_Exercise goal_:
Render the lines below as a Markdown table with the columns Number and Line, leaving out blank lines. Begin with the line that contains "Q: Place a marker on the textured" and continue through the end of the rows.
# Start of Data section
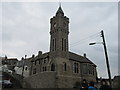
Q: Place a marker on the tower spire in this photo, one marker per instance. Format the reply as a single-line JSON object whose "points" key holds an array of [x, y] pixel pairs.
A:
{"points": [[59, 4], [59, 11]]}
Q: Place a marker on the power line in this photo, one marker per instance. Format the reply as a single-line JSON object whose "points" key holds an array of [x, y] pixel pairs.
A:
{"points": [[85, 39]]}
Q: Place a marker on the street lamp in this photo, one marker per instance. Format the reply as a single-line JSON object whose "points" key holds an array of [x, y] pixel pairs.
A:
{"points": [[106, 55]]}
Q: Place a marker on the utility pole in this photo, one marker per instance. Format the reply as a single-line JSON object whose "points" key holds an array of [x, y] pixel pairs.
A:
{"points": [[106, 55], [23, 64]]}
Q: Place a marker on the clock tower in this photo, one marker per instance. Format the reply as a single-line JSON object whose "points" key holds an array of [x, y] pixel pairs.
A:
{"points": [[59, 31]]}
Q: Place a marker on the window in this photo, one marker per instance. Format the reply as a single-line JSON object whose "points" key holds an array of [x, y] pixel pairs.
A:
{"points": [[35, 62], [84, 69], [65, 67], [65, 44], [53, 67], [44, 61], [34, 71], [26, 68], [76, 69], [62, 43], [53, 45], [39, 61]]}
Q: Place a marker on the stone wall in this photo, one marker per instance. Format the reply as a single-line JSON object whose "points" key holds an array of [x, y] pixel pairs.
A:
{"points": [[41, 80]]}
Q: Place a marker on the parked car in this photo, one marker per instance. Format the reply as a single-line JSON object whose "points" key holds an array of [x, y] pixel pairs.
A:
{"points": [[7, 84]]}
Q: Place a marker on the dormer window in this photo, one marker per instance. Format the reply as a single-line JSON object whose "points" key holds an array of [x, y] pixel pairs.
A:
{"points": [[54, 25]]}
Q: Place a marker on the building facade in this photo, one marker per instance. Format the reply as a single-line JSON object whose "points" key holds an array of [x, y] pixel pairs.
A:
{"points": [[59, 68]]}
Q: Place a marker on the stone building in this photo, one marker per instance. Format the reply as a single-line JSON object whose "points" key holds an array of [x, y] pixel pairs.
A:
{"points": [[10, 62], [59, 68]]}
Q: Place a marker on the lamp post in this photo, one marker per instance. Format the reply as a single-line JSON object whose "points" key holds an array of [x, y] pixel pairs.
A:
{"points": [[106, 56], [23, 64]]}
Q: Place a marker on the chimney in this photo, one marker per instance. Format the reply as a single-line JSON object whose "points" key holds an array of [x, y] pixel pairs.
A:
{"points": [[33, 56], [85, 55], [40, 53]]}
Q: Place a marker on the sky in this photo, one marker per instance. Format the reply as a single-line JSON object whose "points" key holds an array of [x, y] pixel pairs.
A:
{"points": [[26, 27]]}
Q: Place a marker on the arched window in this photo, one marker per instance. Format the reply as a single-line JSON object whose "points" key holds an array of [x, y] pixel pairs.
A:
{"points": [[65, 67], [53, 67]]}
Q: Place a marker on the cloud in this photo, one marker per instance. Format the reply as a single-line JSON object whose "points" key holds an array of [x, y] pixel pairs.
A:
{"points": [[26, 29]]}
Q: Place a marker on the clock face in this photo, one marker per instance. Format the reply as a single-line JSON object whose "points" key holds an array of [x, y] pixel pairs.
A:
{"points": [[54, 25], [65, 25]]}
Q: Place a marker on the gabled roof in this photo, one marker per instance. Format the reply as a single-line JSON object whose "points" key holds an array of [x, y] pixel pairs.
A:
{"points": [[59, 11], [79, 58]]}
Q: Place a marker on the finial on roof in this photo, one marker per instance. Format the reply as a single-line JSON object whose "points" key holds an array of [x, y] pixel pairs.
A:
{"points": [[60, 11], [59, 4]]}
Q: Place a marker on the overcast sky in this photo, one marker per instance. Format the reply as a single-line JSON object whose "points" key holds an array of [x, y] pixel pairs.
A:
{"points": [[26, 26]]}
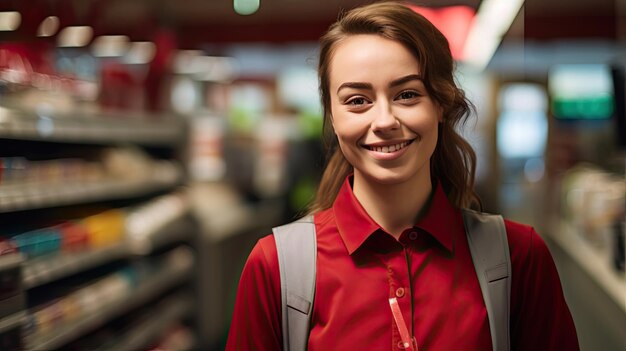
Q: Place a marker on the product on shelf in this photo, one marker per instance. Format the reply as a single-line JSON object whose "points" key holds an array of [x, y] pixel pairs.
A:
{"points": [[594, 202]]}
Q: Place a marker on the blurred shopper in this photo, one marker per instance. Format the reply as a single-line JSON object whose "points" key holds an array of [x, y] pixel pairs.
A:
{"points": [[387, 213]]}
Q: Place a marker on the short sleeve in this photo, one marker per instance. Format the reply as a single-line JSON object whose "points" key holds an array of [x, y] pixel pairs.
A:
{"points": [[540, 317], [256, 322]]}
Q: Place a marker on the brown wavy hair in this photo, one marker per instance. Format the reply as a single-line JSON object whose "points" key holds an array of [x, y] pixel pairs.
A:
{"points": [[453, 162]]}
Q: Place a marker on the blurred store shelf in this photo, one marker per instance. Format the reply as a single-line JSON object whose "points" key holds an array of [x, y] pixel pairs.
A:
{"points": [[177, 268], [142, 335], [593, 262], [101, 128], [45, 269], [16, 197]]}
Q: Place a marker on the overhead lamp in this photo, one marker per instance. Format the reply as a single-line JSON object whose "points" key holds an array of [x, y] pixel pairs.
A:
{"points": [[110, 45], [140, 52], [48, 27], [246, 7], [10, 20], [492, 21], [75, 36]]}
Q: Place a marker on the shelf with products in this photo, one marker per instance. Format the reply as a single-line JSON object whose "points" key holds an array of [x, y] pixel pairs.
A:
{"points": [[590, 226], [146, 227], [142, 335], [42, 270], [82, 193], [25, 194], [91, 306], [90, 128], [593, 261]]}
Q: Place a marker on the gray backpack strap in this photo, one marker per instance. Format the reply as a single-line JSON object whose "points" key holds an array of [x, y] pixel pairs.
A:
{"points": [[486, 235], [297, 252]]}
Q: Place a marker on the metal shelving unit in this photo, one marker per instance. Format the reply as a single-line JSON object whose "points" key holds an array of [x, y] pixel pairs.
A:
{"points": [[33, 196], [160, 281], [101, 128], [162, 136], [591, 261]]}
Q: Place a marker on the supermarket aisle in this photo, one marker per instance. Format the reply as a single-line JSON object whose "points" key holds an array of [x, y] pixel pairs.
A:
{"points": [[145, 149]]}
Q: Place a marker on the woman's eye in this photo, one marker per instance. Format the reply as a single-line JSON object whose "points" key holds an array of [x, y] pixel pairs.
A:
{"points": [[357, 102], [406, 95]]}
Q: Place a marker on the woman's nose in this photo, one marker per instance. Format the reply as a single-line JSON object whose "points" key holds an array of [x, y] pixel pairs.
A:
{"points": [[384, 119]]}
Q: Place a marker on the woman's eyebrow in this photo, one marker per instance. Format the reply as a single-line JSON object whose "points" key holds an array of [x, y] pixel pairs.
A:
{"points": [[355, 85], [405, 79]]}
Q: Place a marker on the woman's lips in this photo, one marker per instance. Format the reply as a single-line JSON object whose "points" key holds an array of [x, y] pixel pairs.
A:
{"points": [[389, 151]]}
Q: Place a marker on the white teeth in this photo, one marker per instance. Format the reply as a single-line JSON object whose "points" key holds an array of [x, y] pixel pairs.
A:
{"points": [[389, 148]]}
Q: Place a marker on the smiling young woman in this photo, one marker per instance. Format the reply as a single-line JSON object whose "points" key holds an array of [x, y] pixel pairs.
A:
{"points": [[388, 216]]}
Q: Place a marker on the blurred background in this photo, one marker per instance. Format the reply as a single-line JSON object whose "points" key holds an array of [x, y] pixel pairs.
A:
{"points": [[145, 146]]}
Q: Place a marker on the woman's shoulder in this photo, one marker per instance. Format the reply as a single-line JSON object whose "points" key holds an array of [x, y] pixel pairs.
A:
{"points": [[525, 244]]}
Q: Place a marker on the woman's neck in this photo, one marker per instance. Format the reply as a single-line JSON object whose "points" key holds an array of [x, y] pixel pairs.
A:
{"points": [[394, 207]]}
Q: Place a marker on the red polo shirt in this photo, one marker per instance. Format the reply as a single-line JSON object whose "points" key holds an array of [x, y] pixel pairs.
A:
{"points": [[430, 272]]}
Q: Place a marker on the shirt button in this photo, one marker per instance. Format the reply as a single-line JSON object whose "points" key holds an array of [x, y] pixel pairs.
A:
{"points": [[403, 345]]}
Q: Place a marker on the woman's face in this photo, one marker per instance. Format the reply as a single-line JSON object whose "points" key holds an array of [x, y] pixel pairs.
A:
{"points": [[385, 121]]}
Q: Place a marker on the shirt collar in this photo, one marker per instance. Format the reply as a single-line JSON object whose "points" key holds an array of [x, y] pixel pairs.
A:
{"points": [[355, 226]]}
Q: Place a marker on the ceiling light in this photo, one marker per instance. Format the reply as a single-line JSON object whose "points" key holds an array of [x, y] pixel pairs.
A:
{"points": [[246, 7], [10, 20], [75, 36], [110, 45], [492, 21], [140, 52], [48, 27]]}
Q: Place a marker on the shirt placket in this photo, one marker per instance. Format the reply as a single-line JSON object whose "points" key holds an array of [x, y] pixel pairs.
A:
{"points": [[400, 289]]}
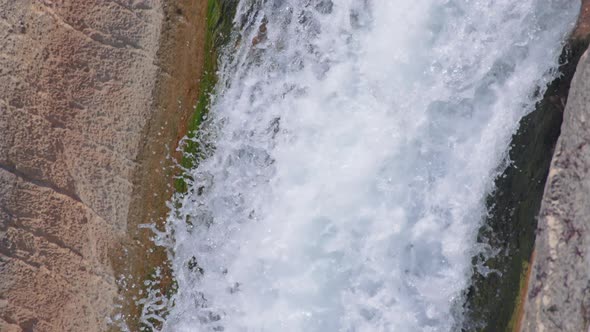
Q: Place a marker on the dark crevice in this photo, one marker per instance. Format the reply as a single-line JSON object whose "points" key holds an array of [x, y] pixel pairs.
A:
{"points": [[492, 301]]}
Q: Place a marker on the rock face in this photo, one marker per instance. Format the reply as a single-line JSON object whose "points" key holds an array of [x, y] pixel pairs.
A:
{"points": [[559, 290], [76, 95]]}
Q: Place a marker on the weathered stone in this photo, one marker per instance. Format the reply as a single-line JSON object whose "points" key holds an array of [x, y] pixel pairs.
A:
{"points": [[75, 97], [559, 289]]}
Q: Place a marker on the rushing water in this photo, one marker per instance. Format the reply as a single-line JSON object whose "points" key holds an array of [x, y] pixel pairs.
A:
{"points": [[350, 146]]}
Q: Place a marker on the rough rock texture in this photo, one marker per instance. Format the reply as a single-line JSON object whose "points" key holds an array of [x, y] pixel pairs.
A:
{"points": [[76, 94], [558, 296]]}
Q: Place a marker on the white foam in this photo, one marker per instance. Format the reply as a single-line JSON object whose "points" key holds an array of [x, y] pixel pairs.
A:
{"points": [[354, 146]]}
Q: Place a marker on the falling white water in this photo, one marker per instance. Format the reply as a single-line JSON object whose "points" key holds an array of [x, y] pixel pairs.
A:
{"points": [[352, 144]]}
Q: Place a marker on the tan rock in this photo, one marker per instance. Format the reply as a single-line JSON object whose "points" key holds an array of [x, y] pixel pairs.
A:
{"points": [[83, 83]]}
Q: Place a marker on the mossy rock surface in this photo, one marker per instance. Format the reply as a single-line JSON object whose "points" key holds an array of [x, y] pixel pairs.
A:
{"points": [[492, 301]]}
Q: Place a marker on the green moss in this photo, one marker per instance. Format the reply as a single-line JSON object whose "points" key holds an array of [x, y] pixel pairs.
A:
{"points": [[219, 25], [492, 301]]}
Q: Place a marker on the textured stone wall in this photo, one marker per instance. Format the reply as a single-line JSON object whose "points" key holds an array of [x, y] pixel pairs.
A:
# End of Data section
_Solution to the problem_:
| Number | Line |
|---|---|
| 1 | Q: Place a marker on the textured stone wall in this photo, one marker per instance. Format the reply as a single-line JSON object whose "points" key holds an array of [x, y] pixel pairs. |
| 2 | A: |